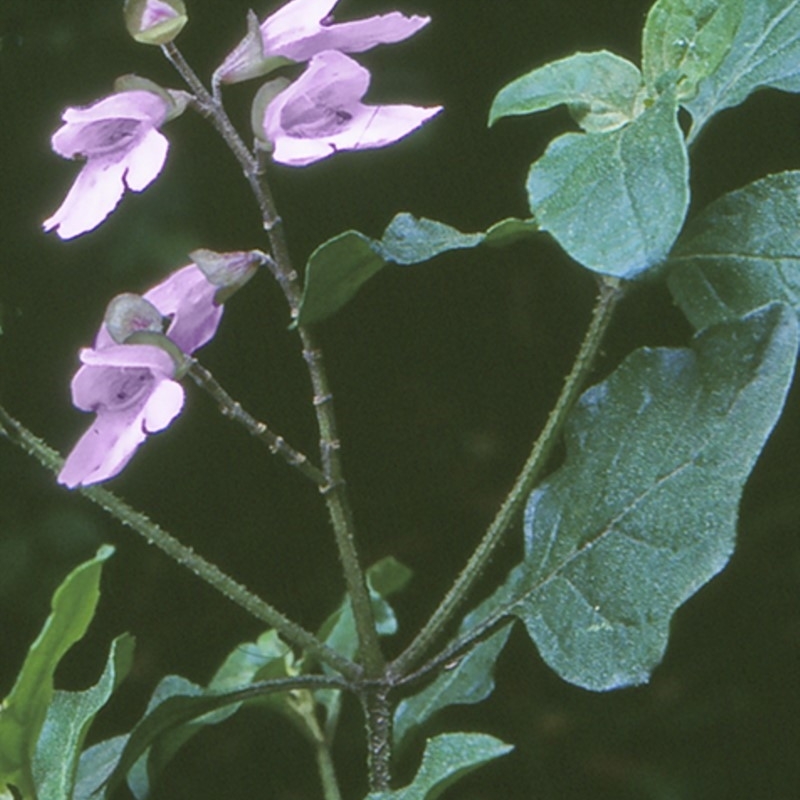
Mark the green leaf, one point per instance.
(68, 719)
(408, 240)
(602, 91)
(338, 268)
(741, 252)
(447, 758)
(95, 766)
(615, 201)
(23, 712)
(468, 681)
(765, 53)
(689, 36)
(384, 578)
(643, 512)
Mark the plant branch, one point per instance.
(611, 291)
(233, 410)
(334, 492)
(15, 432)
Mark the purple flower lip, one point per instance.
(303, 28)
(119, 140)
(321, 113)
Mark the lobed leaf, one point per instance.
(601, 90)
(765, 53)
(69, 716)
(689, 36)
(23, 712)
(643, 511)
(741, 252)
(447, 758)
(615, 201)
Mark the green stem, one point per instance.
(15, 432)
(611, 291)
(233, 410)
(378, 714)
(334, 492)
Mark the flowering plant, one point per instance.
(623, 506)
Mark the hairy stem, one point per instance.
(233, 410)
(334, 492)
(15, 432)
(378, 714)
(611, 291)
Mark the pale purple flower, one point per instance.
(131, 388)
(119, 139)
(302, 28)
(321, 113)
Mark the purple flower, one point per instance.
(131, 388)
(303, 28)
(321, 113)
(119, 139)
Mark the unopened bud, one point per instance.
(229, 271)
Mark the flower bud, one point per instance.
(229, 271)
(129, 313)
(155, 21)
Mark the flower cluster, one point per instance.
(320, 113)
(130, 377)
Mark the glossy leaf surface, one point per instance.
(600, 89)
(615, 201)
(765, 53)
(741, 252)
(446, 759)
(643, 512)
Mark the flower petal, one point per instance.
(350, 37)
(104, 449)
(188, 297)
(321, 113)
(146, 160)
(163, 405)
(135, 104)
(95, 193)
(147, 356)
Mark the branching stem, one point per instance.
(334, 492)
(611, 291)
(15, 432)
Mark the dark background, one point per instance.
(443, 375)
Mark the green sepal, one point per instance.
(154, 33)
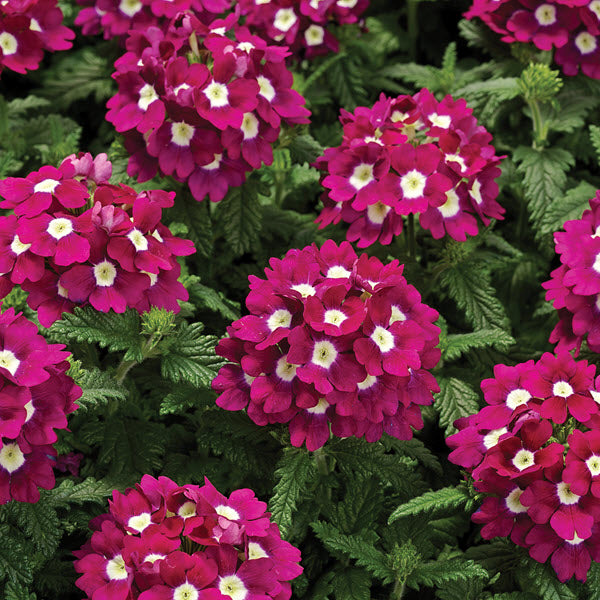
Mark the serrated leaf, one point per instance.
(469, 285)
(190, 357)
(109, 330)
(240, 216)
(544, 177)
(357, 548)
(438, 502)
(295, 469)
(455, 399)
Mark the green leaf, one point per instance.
****************************************
* EXERCISE DIRECTIONS *
Please reproduce every entry above exactly, but leave out the pictures.

* YOUR RESPONSE *
Mark the green leaf, one point per instance.
(68, 719)
(408, 240)
(602, 91)
(338, 268)
(741, 252)
(447, 758)
(95, 766)
(615, 201)
(23, 712)
(468, 681)
(765, 53)
(689, 36)
(384, 578)
(643, 512)
Mark the plant branch, one point per instance.
(611, 291)
(233, 410)
(334, 492)
(15, 432)
Mark the purple flower lip, one point per instance.
(303, 28)
(119, 140)
(321, 113)
Mark the lobed leaf, one point per instance.
(601, 90)
(765, 53)
(69, 716)
(689, 36)
(23, 712)
(643, 511)
(741, 252)
(447, 758)
(615, 201)
Mark the green stem, one point per instance.
(15, 432)
(611, 291)
(233, 410)
(378, 714)
(334, 492)
Mark the flowering plant, one point per instance.
(623, 506)
Mark the hairy stem, one point per instance.
(233, 410)
(334, 492)
(15, 432)
(378, 714)
(611, 291)
Mark the pale purple flower, one point per instance.
(131, 388)
(119, 139)
(302, 28)
(321, 113)
Mark the purple flower, one point per instance.
(131, 388)
(303, 28)
(321, 113)
(119, 139)
Mark the unopened bud, one point per instance.
(229, 271)
Mark the flower bud, one point per instance.
(229, 271)
(129, 313)
(155, 21)
Mark the flower cluster, one point per instance.
(320, 113)
(130, 377)
Mark the glossy leaf surface, one point per instance.
(600, 89)
(615, 201)
(765, 53)
(741, 252)
(446, 759)
(643, 512)
Mark the flower petal, one point per instance.
(350, 37)
(104, 449)
(188, 297)
(321, 113)
(146, 160)
(163, 405)
(135, 104)
(95, 193)
(147, 356)
Mark the branching stem, one point per instance.
(334, 492)
(611, 291)
(15, 432)
Mark the dark background, one point per instance.
(443, 375)
Mark the green sepal, one point per instance.
(154, 33)
Mark the serrated leaf, one point per instance.
(469, 285)
(190, 357)
(109, 330)
(240, 216)
(544, 177)
(357, 548)
(438, 502)
(295, 469)
(455, 399)
Mark the green leaf, one point per instance.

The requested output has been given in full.